> INSTRUCTIONS FOR THE TASK
Starting at the line below that contains "If you could pin the waterfall", print each line through the end of the records exactly as it appears.
== DATA FOR THE TASK
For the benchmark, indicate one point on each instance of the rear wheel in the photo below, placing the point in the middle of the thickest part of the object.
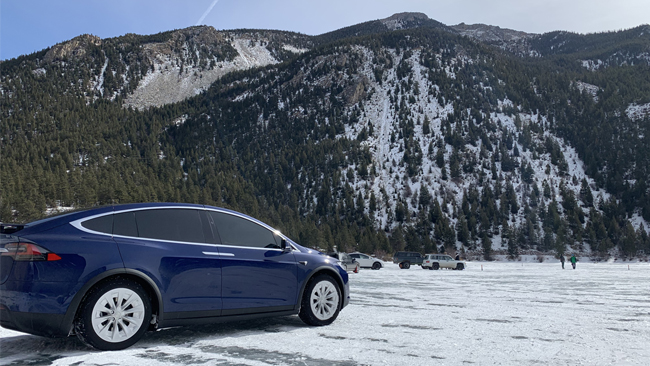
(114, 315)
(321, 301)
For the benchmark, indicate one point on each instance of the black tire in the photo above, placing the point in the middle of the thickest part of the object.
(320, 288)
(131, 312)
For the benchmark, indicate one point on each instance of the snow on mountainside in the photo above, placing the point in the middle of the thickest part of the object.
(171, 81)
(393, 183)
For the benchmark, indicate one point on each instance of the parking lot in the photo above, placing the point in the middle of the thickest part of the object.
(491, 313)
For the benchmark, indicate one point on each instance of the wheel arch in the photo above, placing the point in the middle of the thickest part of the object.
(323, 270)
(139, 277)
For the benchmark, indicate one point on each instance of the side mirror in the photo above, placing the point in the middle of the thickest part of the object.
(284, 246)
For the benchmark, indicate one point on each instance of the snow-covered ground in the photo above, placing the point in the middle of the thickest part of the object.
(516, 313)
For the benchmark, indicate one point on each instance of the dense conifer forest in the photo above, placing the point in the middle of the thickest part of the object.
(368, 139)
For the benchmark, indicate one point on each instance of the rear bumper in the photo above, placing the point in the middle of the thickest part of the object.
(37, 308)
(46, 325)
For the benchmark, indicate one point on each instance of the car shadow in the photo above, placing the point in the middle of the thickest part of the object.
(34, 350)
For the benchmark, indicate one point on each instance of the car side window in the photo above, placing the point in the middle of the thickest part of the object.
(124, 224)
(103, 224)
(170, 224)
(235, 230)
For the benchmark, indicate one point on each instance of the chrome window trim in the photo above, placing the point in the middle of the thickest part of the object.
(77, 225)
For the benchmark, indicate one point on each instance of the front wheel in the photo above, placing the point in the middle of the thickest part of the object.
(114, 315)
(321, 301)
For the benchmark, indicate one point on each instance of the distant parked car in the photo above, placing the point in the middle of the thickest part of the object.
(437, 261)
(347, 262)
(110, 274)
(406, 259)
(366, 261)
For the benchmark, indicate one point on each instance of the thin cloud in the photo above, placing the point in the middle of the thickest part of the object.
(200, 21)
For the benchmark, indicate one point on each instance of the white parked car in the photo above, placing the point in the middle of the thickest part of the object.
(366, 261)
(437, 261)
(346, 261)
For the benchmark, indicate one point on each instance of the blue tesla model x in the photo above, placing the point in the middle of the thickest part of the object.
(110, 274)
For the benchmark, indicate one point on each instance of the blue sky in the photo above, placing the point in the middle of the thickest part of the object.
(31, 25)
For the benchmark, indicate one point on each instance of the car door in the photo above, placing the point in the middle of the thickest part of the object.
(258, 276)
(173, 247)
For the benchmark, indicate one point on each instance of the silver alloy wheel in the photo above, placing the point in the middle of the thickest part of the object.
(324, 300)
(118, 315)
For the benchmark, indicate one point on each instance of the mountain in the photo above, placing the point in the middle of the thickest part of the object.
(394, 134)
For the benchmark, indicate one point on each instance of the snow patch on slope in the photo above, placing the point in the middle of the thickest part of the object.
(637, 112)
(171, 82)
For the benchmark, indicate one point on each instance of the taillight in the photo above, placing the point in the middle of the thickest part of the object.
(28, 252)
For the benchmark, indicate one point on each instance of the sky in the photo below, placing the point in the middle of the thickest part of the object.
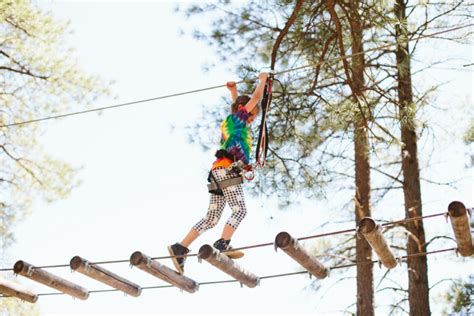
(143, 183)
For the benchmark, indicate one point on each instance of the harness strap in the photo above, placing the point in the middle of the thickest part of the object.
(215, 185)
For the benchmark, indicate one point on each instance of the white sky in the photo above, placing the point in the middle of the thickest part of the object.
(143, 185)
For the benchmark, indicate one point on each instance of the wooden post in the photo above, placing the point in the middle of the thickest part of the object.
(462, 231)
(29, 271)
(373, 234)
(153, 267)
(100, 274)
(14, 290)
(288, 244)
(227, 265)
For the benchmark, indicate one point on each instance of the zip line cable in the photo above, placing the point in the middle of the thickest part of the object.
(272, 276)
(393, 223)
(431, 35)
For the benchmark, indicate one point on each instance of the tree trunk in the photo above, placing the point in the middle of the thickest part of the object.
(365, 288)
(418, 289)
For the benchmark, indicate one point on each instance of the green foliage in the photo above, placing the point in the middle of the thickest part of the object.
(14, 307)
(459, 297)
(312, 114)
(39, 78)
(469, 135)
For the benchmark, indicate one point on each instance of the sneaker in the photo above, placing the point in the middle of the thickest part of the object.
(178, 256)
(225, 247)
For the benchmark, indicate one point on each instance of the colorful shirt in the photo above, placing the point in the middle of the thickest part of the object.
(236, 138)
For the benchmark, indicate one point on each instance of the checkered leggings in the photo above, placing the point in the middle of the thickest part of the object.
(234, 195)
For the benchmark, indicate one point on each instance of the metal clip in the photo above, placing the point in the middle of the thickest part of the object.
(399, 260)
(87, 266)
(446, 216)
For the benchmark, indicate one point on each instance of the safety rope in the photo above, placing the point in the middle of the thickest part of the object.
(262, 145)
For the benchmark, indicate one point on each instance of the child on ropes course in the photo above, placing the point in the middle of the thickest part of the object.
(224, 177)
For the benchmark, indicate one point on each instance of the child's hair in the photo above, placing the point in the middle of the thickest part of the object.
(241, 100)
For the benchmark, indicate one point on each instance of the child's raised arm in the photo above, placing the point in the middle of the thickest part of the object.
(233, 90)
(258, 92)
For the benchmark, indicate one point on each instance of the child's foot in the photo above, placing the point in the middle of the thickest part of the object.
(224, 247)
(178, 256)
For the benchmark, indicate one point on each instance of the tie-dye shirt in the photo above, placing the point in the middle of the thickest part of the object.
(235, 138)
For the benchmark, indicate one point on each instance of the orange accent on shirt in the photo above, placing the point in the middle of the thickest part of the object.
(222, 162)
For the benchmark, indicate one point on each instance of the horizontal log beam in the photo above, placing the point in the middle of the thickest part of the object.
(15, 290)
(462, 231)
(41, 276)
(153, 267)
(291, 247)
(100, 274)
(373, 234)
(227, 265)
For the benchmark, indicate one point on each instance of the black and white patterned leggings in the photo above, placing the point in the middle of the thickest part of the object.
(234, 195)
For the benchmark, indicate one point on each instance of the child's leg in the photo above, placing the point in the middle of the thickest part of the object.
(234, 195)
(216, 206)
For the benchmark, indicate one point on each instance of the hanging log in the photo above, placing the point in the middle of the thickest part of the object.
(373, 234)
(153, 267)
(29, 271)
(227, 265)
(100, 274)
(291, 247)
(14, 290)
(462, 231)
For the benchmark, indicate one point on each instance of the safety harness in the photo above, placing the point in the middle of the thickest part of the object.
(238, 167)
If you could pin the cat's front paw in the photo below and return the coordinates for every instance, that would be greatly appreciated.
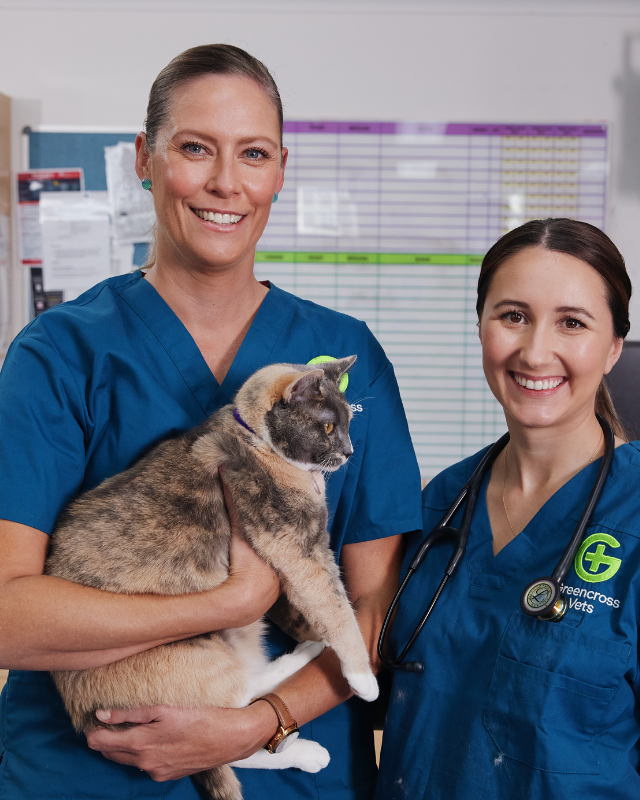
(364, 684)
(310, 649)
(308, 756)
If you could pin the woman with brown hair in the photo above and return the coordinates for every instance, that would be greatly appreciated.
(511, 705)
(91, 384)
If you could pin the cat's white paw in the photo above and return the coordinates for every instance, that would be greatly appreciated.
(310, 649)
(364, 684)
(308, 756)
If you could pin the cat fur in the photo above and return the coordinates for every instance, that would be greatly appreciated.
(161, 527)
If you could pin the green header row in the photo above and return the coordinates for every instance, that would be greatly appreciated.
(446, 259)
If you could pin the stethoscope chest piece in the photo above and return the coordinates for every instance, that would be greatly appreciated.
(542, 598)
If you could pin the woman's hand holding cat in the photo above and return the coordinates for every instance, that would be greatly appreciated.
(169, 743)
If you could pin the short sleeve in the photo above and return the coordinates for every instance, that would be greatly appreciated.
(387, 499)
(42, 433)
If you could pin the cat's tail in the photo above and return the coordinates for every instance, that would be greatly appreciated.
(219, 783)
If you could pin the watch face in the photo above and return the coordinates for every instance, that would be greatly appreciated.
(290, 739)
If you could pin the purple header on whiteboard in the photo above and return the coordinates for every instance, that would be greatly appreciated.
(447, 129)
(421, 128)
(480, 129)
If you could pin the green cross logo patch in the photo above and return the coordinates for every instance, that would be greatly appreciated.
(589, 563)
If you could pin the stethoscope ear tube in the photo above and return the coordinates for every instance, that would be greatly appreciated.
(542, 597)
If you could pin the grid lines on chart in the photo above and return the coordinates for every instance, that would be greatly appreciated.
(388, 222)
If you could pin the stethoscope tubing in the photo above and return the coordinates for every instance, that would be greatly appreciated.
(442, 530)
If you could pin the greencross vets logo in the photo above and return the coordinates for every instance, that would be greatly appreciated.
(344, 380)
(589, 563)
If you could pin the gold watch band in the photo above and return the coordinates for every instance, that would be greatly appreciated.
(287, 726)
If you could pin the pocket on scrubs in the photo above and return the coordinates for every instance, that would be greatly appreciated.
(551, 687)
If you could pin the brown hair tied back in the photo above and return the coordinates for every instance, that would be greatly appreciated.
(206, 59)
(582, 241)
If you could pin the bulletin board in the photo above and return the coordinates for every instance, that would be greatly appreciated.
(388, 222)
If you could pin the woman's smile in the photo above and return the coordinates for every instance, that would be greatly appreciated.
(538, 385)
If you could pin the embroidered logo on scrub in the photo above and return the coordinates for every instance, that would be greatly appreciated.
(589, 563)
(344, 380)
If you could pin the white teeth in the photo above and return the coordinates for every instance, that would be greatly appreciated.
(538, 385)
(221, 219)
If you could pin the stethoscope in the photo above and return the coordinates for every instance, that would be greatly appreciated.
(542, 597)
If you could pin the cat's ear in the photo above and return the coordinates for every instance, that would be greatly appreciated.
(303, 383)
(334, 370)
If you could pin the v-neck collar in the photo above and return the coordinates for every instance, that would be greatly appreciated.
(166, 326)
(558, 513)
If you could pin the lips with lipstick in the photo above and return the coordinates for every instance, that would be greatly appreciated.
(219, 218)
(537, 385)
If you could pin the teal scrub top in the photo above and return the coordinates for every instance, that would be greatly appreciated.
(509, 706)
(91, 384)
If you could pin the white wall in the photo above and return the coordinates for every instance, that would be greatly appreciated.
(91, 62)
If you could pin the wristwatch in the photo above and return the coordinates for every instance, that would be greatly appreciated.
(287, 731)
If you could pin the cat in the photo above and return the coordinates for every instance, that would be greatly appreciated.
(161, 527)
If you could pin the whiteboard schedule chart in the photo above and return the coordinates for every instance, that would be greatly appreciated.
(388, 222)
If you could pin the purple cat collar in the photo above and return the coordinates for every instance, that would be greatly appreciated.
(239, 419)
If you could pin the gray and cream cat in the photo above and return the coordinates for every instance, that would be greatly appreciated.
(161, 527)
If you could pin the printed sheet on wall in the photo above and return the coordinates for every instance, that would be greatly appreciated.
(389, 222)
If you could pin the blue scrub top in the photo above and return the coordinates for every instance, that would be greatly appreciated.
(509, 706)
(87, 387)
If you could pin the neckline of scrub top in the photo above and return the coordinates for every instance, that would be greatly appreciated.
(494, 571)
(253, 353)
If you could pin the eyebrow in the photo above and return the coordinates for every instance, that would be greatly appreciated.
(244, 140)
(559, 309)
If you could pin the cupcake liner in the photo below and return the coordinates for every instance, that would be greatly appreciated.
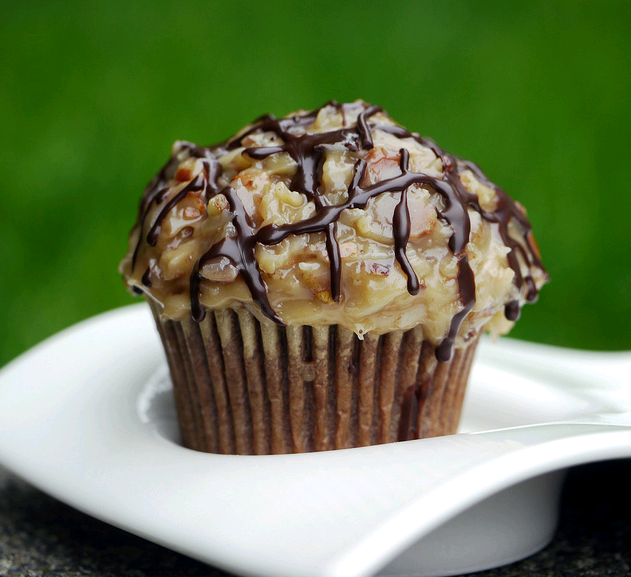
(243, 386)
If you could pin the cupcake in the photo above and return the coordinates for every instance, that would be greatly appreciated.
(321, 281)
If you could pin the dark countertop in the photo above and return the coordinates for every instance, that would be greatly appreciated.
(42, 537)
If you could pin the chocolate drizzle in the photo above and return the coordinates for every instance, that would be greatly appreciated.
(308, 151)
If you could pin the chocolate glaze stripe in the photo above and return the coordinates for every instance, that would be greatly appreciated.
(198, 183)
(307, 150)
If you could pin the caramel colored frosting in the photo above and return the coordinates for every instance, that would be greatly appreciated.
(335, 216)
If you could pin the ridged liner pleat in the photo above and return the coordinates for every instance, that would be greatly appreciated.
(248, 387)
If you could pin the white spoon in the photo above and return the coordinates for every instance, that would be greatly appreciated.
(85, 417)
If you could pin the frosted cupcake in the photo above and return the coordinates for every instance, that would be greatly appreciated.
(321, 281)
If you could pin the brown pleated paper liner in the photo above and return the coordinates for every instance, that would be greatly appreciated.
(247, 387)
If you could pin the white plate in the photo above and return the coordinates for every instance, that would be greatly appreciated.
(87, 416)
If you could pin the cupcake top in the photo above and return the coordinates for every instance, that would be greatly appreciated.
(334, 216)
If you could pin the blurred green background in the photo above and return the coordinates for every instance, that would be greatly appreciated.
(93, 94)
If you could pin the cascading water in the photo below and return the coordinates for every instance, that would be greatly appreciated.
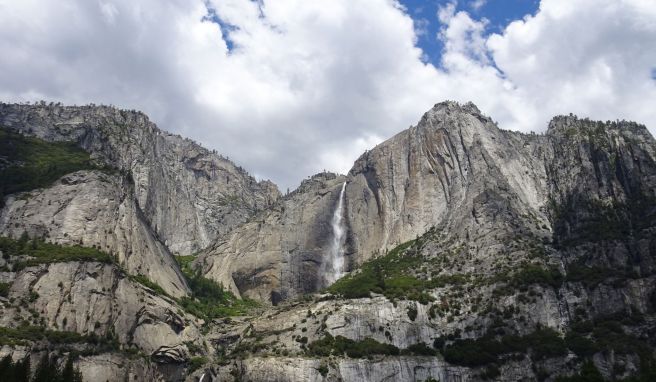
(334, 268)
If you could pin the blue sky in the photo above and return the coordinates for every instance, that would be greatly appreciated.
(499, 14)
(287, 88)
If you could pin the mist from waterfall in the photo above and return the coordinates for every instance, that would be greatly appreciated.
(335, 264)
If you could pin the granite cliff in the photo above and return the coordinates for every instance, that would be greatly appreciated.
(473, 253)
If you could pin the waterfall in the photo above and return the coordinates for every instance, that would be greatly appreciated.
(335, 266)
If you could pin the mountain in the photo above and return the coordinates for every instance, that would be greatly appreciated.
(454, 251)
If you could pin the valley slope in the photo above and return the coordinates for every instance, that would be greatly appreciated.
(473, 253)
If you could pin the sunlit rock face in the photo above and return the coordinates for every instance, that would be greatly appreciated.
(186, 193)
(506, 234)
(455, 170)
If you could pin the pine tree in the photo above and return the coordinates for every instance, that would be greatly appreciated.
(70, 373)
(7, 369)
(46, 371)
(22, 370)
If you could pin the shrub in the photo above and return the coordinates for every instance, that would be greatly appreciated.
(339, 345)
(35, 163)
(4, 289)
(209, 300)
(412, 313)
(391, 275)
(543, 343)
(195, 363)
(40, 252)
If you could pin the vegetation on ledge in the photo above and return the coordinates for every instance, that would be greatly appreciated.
====
> SOLVED PROBLEM
If you could pin the waterfall in the photo above and return the coordinates for every instance, that would be greatly appreciated.
(335, 266)
If you could pin the mountain in the photo above and return the coordinates for every instance, that would be greatly appreciated.
(454, 251)
If you could pin the valley slope in the photo above and return the coordinates for every instance, that would be greatly appreciated.
(473, 253)
If you could pin the sunlit rock face in the photo above and return the coordinates for every instance, that would be greatly appreciated.
(186, 193)
(506, 234)
(455, 170)
If you could pin the pine tree in the photo above and return the coordinates for every instance, that would be greatly appreciated.
(70, 373)
(7, 369)
(46, 371)
(22, 370)
If you could pin the shrub in the photo above and return the coordinates for every instance, that would be greatly appreciated.
(339, 345)
(35, 163)
(4, 289)
(209, 300)
(412, 313)
(391, 275)
(543, 343)
(195, 363)
(40, 252)
If you could pin the vegetation on ledge in the photo above and return the coordinates for every instance, that would be greatly appreciated.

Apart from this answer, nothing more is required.